■ **WHAT THE EXERCISE ASKS**: Scan the records beneath this line for the line holding "TARGET = yellow throw pillow" and the line holding "TARGET = black curtain rod", then transcribe exactly those two and all lines between.

Segment Start: MATERIAL FOR THIS TASK

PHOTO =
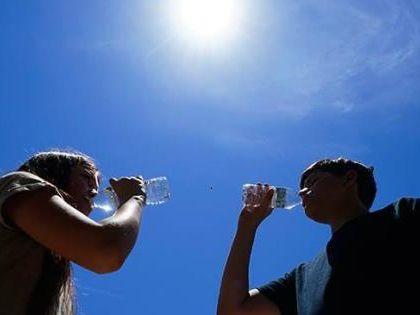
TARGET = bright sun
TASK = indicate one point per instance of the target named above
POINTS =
(207, 20)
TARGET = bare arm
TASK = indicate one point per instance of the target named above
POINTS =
(101, 247)
(235, 297)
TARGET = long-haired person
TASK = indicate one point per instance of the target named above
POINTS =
(45, 225)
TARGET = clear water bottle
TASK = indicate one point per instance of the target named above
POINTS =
(283, 197)
(157, 192)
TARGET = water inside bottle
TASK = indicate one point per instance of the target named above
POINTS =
(283, 197)
(157, 192)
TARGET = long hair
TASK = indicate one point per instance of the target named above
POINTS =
(54, 292)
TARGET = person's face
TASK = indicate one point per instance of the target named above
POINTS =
(82, 187)
(321, 195)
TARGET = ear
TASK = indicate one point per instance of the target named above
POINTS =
(350, 178)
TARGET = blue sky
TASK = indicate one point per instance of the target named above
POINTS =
(298, 81)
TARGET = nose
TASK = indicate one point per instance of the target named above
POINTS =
(304, 191)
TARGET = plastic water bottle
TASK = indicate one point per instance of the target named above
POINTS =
(283, 197)
(157, 192)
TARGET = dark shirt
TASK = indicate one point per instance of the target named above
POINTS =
(370, 266)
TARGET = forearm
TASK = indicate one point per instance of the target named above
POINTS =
(235, 282)
(122, 228)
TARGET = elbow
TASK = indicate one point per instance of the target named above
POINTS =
(225, 310)
(109, 264)
(106, 259)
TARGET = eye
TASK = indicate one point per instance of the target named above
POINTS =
(311, 182)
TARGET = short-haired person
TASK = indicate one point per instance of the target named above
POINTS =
(44, 225)
(370, 265)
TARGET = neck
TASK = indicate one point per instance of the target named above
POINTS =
(347, 212)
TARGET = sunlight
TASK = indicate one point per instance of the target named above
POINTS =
(207, 21)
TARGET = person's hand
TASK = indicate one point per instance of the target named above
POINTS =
(258, 209)
(127, 187)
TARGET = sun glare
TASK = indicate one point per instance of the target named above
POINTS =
(207, 20)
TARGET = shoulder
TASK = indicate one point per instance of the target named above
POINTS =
(15, 183)
(405, 207)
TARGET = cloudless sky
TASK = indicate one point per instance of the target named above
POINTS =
(294, 82)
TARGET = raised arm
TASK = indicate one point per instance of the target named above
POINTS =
(235, 297)
(101, 247)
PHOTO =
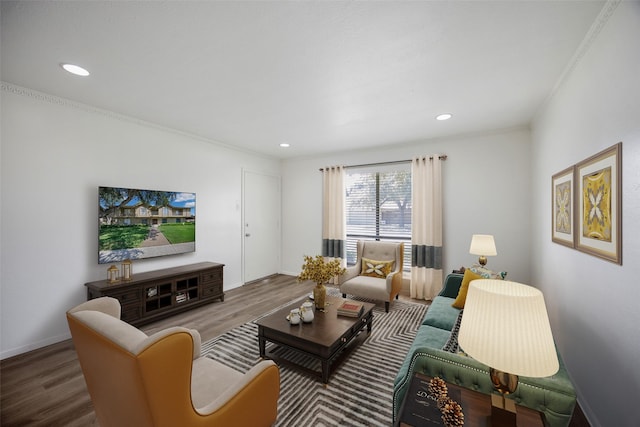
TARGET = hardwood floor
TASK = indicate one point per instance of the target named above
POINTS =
(45, 387)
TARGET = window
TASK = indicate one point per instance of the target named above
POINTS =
(378, 207)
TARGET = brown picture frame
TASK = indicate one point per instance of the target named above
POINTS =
(562, 207)
(598, 201)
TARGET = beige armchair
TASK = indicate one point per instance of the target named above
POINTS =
(162, 380)
(377, 273)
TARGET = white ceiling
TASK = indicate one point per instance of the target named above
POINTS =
(323, 76)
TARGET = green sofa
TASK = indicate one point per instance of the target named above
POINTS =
(553, 396)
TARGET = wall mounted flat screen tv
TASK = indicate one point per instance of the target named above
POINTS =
(137, 224)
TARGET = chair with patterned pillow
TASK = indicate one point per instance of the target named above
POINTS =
(377, 274)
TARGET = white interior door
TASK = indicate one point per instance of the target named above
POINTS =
(261, 214)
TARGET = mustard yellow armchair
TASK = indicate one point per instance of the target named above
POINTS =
(162, 380)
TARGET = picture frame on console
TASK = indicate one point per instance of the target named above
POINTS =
(598, 192)
(562, 206)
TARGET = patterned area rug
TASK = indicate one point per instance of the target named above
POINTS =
(360, 388)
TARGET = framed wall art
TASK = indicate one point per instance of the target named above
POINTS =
(598, 188)
(562, 207)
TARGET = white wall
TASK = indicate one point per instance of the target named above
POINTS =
(55, 154)
(593, 304)
(486, 181)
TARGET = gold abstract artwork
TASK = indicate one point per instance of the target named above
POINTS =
(596, 199)
(563, 207)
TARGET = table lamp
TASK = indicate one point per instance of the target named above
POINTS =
(505, 326)
(484, 246)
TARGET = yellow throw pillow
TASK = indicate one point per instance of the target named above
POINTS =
(464, 288)
(378, 269)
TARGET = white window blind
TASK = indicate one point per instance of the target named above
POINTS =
(378, 205)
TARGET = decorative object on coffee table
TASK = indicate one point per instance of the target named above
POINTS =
(452, 415)
(438, 389)
(127, 270)
(350, 308)
(320, 271)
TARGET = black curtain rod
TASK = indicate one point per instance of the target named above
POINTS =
(397, 162)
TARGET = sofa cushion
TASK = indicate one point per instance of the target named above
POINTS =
(441, 315)
(380, 269)
(464, 288)
(452, 345)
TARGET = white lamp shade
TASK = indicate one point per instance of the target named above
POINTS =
(483, 244)
(505, 326)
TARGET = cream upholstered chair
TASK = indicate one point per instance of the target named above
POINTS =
(377, 273)
(162, 380)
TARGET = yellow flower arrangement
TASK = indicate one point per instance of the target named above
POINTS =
(319, 270)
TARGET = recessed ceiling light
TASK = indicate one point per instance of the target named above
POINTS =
(75, 69)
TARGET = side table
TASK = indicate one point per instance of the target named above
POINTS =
(417, 410)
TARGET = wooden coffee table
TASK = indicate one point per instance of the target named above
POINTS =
(324, 339)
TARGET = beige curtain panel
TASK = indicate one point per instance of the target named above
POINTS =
(426, 227)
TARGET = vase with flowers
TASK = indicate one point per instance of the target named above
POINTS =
(320, 271)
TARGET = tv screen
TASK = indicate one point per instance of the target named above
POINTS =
(137, 224)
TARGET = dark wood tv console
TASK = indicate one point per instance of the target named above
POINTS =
(157, 294)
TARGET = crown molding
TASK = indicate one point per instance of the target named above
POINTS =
(605, 13)
(67, 103)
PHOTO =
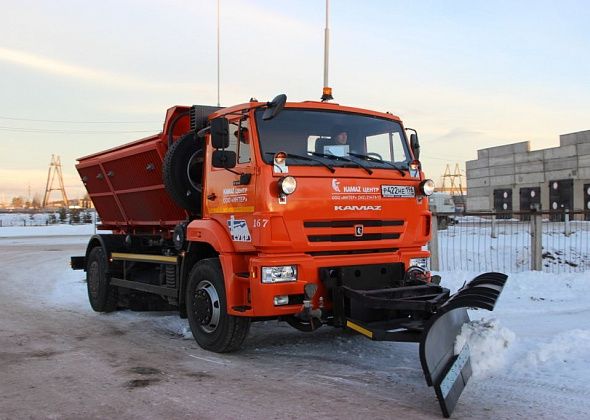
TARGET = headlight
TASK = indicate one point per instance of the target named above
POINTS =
(279, 274)
(427, 187)
(423, 263)
(287, 185)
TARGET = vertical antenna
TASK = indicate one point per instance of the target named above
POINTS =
(327, 91)
(218, 102)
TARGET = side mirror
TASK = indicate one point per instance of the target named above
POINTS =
(415, 145)
(220, 133)
(224, 159)
(274, 107)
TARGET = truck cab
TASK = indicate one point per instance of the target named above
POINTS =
(299, 202)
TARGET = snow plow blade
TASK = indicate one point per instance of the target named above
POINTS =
(432, 317)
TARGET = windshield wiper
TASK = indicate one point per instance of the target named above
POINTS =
(292, 155)
(329, 156)
(374, 159)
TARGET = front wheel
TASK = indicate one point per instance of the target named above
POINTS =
(206, 307)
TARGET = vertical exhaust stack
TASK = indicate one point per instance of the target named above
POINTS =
(327, 91)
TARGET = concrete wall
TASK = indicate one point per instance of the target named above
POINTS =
(515, 166)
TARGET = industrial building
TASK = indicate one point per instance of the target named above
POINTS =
(514, 178)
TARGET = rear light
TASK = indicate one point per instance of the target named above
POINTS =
(281, 300)
(279, 274)
(423, 263)
(280, 158)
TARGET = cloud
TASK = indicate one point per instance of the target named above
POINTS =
(98, 76)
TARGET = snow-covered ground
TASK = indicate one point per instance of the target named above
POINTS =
(531, 355)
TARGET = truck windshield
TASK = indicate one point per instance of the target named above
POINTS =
(342, 139)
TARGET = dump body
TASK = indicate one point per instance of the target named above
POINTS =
(125, 183)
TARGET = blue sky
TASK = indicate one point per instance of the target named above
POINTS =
(466, 74)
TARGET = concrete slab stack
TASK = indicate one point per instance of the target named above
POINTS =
(515, 166)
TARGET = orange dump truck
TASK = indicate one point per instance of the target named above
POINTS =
(312, 213)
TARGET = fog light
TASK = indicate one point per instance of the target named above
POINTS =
(281, 300)
(279, 274)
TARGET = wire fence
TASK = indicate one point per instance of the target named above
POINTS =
(506, 242)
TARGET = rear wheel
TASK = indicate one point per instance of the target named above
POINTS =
(206, 306)
(102, 296)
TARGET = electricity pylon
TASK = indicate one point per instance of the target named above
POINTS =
(55, 172)
(454, 181)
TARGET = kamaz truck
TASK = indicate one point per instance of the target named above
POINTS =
(312, 213)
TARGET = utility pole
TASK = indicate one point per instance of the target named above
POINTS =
(454, 180)
(55, 172)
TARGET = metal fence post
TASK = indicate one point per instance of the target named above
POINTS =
(434, 254)
(494, 233)
(536, 241)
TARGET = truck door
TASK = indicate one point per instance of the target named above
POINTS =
(230, 194)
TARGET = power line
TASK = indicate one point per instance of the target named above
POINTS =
(59, 131)
(79, 122)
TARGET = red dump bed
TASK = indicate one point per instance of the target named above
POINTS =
(125, 183)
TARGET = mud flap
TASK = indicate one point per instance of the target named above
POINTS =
(443, 369)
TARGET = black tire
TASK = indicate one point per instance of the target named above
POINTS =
(182, 172)
(102, 296)
(206, 307)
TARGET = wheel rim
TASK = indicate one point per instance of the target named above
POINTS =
(93, 278)
(206, 306)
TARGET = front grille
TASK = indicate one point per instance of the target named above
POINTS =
(347, 238)
(352, 252)
(353, 230)
(352, 223)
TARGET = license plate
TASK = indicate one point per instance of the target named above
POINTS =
(397, 191)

Segment End: MATERIAL FOR THIS TASK

■ **WORKED SOLUTION**:
TARGET = yellow throw pillow
TASK = indicate one point per instance of the target named above
POINTS =
(464, 288)
(378, 269)
TARGET = white window blind
TASK = indicate one point per instance of the target named above
POINTS =
(378, 205)
TARGET = decorative object on coffee table
TASK = indicate one point per instance of the target named above
POINTS =
(452, 415)
(438, 389)
(127, 270)
(350, 308)
(320, 271)
TARGET = black curtain rod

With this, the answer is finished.